***** Provided text *****

The velocity formula $\mathbf{v} = \mathbf{u} + \mathbf{a}t$ for 1D, 2D, 3D . What is the difference? Could I use $\mathbf{v} = \mathbf{u} + \mathbf{a}t$ for calculating velocity in these 3 different dimensions? If not, what's the difference between these 3 dimensions? 
How would you calculate velocity in 3d?
One more thing, is $\mathbf{v} = \mathbf{u} + \mathbf{a}t$ for 3d, 2d or both?
 A: In terms of velocitiy in classical mechanics the only difference between the dimensions is what kind of objects $v$, $u$ and $a$ are.
While $t$ should always be a real number $v$,$u$ and $a$ should be vectors in $\mathbb{R}^n$ where $n$ represents the dimension you are talking about. If this does not help, please clarify.
A: Notice that in more than one dimension (two, three, and even higher!) the boldface vector notation $\mathbf x(t)$ is really just shorthand for a tuple of component functions.  Explicitly, in dimension $d$, one has
\begin{align}
  \mathbf x(t) = \begin{pmatrix}
                   x^1(t) \\
                   \vdots \\
                   x^d(t) \\
                 \end{pmatrix}
\end{align}
Now, the velocity vector is defined as the derivative of $\mathbf x$ with respect to time; $\mathbf v(t) = \dot{\mathbf x}(t)$ where the overdot conventionally means a derivative with respect to time.  One can show that this implies that the velocity vector can be obtained by simply differentiating the position vector components;
\begin{align}
  \mathbf v(t) = \begin{pmatrix}
                   v^1(t) \\
                   \vdots \\
                   v^d(t) \\
                 \end{pmatrix}
                 = \begin{pmatrix}
                   \dot x^1(t) \\
                   \vdots \\
                   \dot x^d(t) \\
                 \end{pmatrix}
\end{align}
Similarly, the acceleration is defined as the derivative of the velocity with respect to time, and it's components are simply the first derivatives of the velocity components with respect to time or, equivalently, the second derivatives of the position components with respect to time;
\begin{align}
  \mathbf a(t) = \begin{pmatrix}
                   a^1(t) \\
                   \vdots \\
                   a^d(t) \\
                 \end{pmatrix}
                 = \begin{pmatrix}
                   \dot v^1(t) \\
                   \vdots \\
                   \dot v^d(t) \\
                 \end{pmatrix}
                 = \begin{pmatrix}
                   \ddot x^1(t) \\
                   \vdots \\
                   \ddot x^d(t) \\
                 \end{pmatrix}
\end{align}
Now, suppose that the acceleration is constant, namely $\mathbf a(t) = \mathbf a_0$ for some constant $\mathbf a_0$.  In boldface notation, this could be written in terms of the velocity as $\dot{\mathbf v}(t) = \mathbf a_0$.  On the other hand, in component form, it would be written as
\begin{align}
                  \begin{pmatrix}
                   \dot v^1(t) \\
                   \vdots \\
                   \dot v^d(t) \\
                 \end{pmatrix}
                 = \begin{pmatrix}
                   (a_0)^1 \\
                   \vdots \\
                   (a_0)^d \\
                 \end{pmatrix}
\end{align}
but recall that two such $d$-tuples are equal if and only if their components are equal, so this equality of vectors leads to a set of $d$, $1$-dimensional equations, one for each component;
\begin{align}
  \dot v^i(t) = (a_0)^i(t).

*****

- To do -
1. Decide whether each of the following statements agrees with the velocity formula thread: (a) the first answer states that $t$ should always be a real number; (b) the second answer defines acceleration as the derivative of position with respect to time; (c) the second answer states that the overdot conventionally means a derivative with respect to time. For each, give yes or no and quote the words of the thread that settle it.
2. Carry the velocity formula thread forward from the point where it stops.

***** Listed records *****

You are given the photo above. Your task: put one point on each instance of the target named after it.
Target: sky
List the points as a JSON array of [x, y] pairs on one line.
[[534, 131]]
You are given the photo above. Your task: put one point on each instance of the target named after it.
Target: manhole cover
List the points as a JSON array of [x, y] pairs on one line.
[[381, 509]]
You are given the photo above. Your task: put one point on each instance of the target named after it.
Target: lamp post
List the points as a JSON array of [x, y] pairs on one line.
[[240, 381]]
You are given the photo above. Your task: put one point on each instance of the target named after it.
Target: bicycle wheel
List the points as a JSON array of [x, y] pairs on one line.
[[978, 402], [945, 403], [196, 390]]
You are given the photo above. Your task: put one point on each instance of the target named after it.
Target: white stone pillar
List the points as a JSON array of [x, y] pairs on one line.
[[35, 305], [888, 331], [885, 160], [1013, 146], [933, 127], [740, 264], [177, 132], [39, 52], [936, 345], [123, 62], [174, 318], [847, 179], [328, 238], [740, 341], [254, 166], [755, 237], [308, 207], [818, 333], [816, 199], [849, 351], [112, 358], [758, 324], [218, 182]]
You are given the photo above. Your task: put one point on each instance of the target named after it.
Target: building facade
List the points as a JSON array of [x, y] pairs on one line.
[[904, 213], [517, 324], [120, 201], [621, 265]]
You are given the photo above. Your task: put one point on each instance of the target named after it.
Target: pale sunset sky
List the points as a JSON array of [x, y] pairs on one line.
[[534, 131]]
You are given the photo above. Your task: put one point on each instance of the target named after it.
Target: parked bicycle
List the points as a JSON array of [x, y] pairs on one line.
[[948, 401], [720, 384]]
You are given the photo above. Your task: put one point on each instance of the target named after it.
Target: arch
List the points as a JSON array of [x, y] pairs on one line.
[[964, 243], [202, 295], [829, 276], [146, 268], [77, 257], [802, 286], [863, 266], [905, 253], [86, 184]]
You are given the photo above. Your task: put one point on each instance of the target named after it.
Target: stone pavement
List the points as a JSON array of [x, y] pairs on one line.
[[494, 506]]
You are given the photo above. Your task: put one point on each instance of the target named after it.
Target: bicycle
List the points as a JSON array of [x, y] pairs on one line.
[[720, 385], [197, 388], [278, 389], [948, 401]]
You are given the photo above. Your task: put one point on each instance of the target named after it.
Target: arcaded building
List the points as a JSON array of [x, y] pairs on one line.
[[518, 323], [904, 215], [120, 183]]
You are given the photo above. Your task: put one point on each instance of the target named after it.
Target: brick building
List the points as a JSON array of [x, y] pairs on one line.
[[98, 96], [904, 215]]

*****

- Answers provided -
1.
(a) Yes: "While $t$ should always be a real number"
(b) No: "the acceleration is defined as the derivative of the velocity with respect to time"
(c) Yes: "the overdot conventionally means a derivative with respect to time"

2.
\end{align}
Now each of these is a one-dimensional equation whose solution is $ v^i(t) = v^i(0) + (a_0)^i t$ for each $i=1, \dots d$.  But this is equivalent to
\begin{align}
                  \begin{pmatrix}
                   v^1(t) \\
                   \vdots \\
                    v^d(t) \\
                 \end{pmatrix}
                 = \begin{pmatrix}
                   v^1(0) + (a_0)^1t \\
                   \vdots \\
                   v^d(0) + (a_0)^dt \\
                 \end{pmatrix}
\end{align}
which in boldface notation is equivalent to
\begin{align}
  \mathbf v(t) = \mathbf v(0) + \mathbf a_0 t
\end{align}
as desired.
Note. This works in any dimension $d\geq 1$, so it works in dimensions $2$ and $3$ as special cases.
A: One dimensional motion


*

*The motion of an object is called one dimensional, if only one of the three co-ordinates required to specify the position of the object in space changes w.r.t time. 
In such a motion, the object moves along a straight line. For example, motion of a train along a straight railway track, a man walking on a level and narrow road, an object falling freely under gravity, etc.


*Velocity of an object is given by different equations depending on the situation.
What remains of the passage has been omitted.